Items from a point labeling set
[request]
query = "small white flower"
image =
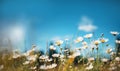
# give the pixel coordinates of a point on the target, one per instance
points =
(88, 36)
(114, 33)
(79, 39)
(118, 41)
(56, 55)
(117, 58)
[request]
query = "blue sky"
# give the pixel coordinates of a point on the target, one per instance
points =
(44, 20)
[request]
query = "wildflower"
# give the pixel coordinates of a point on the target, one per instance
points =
(96, 42)
(79, 39)
(33, 68)
(104, 60)
(62, 56)
(114, 33)
(117, 58)
(112, 53)
(77, 48)
(76, 54)
(59, 42)
(45, 67)
(52, 66)
(91, 59)
(52, 47)
(118, 41)
(85, 47)
(1, 67)
(32, 57)
(66, 50)
(26, 62)
(84, 43)
(112, 68)
(49, 60)
(16, 56)
(43, 57)
(103, 40)
(89, 67)
(55, 55)
(88, 36)
(109, 50)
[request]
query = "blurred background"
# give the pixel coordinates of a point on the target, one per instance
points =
(27, 22)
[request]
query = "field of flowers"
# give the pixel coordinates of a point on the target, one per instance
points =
(84, 53)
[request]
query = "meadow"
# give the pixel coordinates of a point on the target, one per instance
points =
(84, 53)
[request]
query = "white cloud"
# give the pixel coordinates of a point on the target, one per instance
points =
(86, 25)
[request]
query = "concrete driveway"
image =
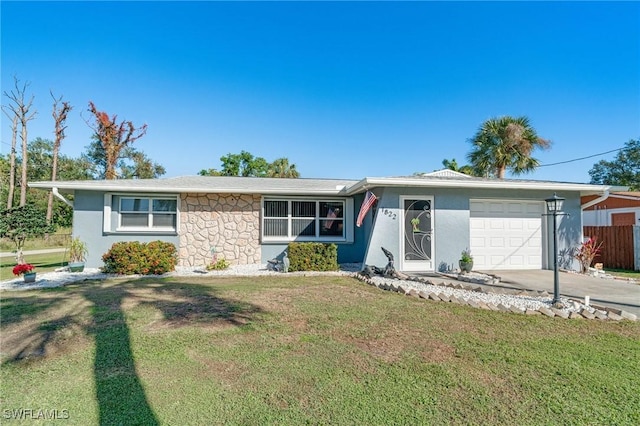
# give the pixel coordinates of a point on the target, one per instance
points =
(614, 293)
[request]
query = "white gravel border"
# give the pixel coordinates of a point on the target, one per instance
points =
(63, 277)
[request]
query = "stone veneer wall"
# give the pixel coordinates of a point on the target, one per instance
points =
(230, 223)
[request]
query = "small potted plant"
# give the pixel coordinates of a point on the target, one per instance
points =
(77, 255)
(466, 261)
(26, 270)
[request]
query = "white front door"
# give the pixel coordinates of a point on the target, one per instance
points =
(416, 228)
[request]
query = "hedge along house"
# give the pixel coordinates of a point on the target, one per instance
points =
(425, 221)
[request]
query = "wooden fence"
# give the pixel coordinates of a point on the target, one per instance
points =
(617, 249)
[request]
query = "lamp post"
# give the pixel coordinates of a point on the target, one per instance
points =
(554, 207)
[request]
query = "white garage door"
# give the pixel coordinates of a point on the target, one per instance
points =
(506, 234)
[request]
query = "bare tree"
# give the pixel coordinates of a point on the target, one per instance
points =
(114, 137)
(20, 108)
(59, 114)
(12, 156)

▶ [The exercise]: Count how many lines in the items above contain the word "small", and reply with the number alone.

▶ [Reply to the task]: 2